--- Text block ---

Planted in 1900, these Zinfandel vines have weathered a lot of climate changes already and, despite the predictions of some climatologists, they are unlikely to be displaced by warming trends, says Greg Costa, right, of Felix Costa & Sons in Lodi, Calfornia. “They’ve survived a lot and they are going to see a lot more,” Costa said. <b> (TJ Mullinax/Good Fruit Grower)</b>

Planted in 1900, these Zinfandel vines have weathered a lot of climate changes already and, despite the predictions of some climatologists, they are unlikely to be displaced by warming trends, says Greg Costa, right, of Felix Costa & Sons in Lodi, Calfornia. “They’ve survived a lot and they are going to see a lot more,” Costa said. (TJ Mullinax/Good Fruit Grower)

In our warming world, could a California classic like Zinfandel soon be growing in Washington or British Columbia?

Some climate models predict that favorable conditions for wine grapes will shift northward in coming decades, from Spain to Sweden and, in the U.S., California to the Northwest.

Dramatic predictions like that don’t account for growers’ ability to adapt practices or plantings, according to experts who say climate changes are already reshaping how wine grapes are grown and where.

Unlike many crops which can be grown across a wide climate range, every wine grape has its own narrow niche for producing premium fruit.

“Viticulture is about a sense of place,” says Hans Schultz, president of Hochschule Geisenheim University in Germany and expert on grapevine physiology and climate. “Production systems have always been related to climate and landscape.”

Climate change is altering growing conditions of the world’s esteemed wine regions at an unprecedented pace, ushering in warmer temperatures and less predictable weather.

That poses opportunities for new growing regions as conditions warm enough for grapes, but it could also dislocate iconic varieties from the regions where they have been grown for centuries.

But beneath those broad climate trends lies a host of complexities, Schultz said in a presentation at a Washington State University symposium on climate extremes and the wine industry in March.

Average temperatures have risen in all grape growing regions in recent decades, but in Germany, for example, evapotranspiration rates are up, and in Australia, winds are slowing.

---

*Directions for this task*:
Answer these questions from the article on climate change and wine grapes:
1. In what year were the Zinfandel vines in the caption planted?
2. Who is president of Hochschule Geisenheim University in Germany?
3. What trend does the article report for winds in Australia?

--- Data shown ---

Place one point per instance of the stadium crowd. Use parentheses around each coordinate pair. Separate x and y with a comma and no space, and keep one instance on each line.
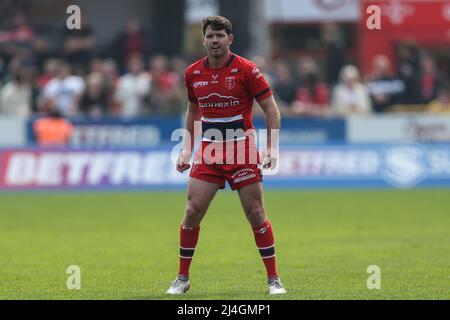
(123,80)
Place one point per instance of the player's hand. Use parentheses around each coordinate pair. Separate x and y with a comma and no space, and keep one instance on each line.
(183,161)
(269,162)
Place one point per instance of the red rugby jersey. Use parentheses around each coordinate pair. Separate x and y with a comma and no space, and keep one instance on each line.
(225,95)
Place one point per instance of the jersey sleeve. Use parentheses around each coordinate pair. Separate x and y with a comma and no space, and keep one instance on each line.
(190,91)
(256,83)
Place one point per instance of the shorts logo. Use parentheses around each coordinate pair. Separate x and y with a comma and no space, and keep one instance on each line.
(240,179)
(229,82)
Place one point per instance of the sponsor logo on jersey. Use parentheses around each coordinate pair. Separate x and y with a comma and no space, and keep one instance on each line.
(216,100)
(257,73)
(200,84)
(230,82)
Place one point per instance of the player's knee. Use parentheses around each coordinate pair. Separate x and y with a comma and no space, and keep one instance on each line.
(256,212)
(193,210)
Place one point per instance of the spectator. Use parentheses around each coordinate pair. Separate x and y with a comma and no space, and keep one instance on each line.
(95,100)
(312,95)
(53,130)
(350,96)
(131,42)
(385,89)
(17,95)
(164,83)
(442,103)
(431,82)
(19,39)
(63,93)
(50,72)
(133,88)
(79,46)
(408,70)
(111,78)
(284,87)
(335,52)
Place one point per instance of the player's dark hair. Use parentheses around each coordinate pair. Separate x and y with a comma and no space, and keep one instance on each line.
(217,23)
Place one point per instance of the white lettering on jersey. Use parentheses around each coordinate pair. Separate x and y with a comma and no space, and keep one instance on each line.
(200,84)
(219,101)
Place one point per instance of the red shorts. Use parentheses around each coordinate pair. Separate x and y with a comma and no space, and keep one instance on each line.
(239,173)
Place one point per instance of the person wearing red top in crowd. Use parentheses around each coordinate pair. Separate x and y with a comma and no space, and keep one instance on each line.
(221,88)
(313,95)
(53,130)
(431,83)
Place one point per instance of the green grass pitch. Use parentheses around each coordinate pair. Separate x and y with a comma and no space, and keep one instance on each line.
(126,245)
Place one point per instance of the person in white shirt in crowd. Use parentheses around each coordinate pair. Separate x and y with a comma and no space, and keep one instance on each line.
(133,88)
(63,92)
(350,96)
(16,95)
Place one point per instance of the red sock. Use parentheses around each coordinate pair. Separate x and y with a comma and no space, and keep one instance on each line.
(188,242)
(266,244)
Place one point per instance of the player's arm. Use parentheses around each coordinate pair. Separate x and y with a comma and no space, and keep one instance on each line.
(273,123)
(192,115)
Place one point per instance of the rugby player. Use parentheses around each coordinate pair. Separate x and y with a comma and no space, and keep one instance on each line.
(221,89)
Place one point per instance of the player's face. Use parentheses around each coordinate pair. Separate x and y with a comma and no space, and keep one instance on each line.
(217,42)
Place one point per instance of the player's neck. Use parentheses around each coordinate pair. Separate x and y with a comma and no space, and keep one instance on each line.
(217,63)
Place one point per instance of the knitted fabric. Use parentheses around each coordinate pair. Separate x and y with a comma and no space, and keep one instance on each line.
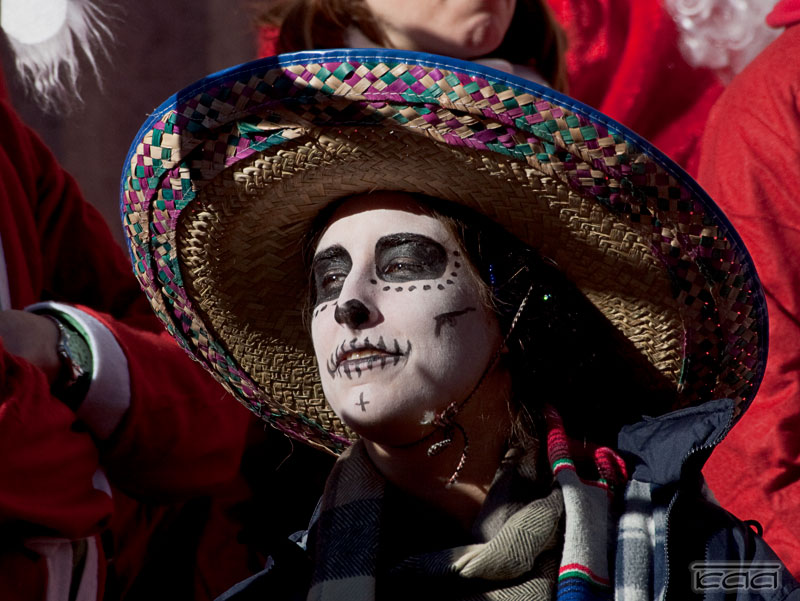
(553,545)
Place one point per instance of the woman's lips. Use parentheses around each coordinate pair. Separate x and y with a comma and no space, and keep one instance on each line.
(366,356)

---

*Worked answer*:
1. 1900
2. Hans Schultz
3. Winds are slowing.